» DIRECTION
Update the stretch from the line containing "point: reflective green" through the end of the entries by changing every "uniform" to "vest" and keeping everything else the same. Give back only those lines.

Stored data entries:
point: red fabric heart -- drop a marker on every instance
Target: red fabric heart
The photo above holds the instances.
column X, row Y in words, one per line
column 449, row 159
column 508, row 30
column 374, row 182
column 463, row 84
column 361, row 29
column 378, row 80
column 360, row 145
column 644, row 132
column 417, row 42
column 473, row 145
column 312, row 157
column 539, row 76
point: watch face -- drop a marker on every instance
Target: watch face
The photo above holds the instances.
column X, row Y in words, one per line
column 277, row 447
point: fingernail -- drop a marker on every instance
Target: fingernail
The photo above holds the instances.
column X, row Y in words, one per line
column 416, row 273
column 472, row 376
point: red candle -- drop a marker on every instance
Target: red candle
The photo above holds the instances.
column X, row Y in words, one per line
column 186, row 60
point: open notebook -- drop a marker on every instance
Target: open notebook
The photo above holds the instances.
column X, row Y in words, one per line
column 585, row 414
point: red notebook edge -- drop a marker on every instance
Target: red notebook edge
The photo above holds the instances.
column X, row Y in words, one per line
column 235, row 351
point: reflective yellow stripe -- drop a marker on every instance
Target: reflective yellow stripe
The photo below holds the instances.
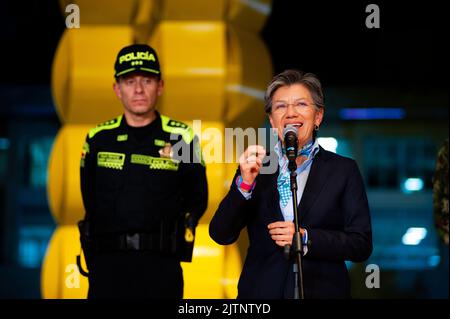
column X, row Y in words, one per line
column 106, row 126
column 176, row 127
column 155, row 162
column 110, row 160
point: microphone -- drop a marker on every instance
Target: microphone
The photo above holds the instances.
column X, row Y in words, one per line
column 290, row 142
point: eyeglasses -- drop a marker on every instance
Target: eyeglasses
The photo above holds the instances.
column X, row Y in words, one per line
column 299, row 106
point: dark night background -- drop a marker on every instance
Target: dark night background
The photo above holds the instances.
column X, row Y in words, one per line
column 403, row 64
column 327, row 38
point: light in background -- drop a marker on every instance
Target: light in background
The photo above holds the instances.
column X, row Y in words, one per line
column 412, row 184
column 328, row 143
column 414, row 235
column 372, row 113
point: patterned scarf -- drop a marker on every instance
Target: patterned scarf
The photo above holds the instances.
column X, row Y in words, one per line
column 284, row 179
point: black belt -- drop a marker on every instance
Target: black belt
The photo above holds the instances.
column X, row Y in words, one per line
column 136, row 241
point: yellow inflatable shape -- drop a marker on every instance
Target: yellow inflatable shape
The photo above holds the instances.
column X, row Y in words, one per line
column 250, row 15
column 214, row 271
column 193, row 10
column 63, row 186
column 83, row 73
column 193, row 60
column 60, row 278
column 246, row 79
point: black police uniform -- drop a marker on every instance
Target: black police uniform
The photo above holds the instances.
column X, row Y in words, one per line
column 144, row 190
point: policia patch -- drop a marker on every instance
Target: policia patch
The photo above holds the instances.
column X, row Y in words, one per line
column 110, row 160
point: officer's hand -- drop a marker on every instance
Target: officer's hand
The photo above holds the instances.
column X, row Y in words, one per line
column 250, row 163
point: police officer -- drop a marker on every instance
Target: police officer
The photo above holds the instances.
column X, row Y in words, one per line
column 144, row 189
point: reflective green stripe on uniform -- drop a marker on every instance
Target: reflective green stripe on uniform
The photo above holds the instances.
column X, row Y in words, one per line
column 109, row 125
column 155, row 162
column 110, row 160
column 176, row 127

» WORKED SOLUTION
point: reflective green stripe on vest -- drop a marker on every instance
Target: reflective green stripe on vest
The photo above holds the instances.
column X, row Y in words, one per line
column 109, row 125
column 155, row 162
column 110, row 160
column 176, row 127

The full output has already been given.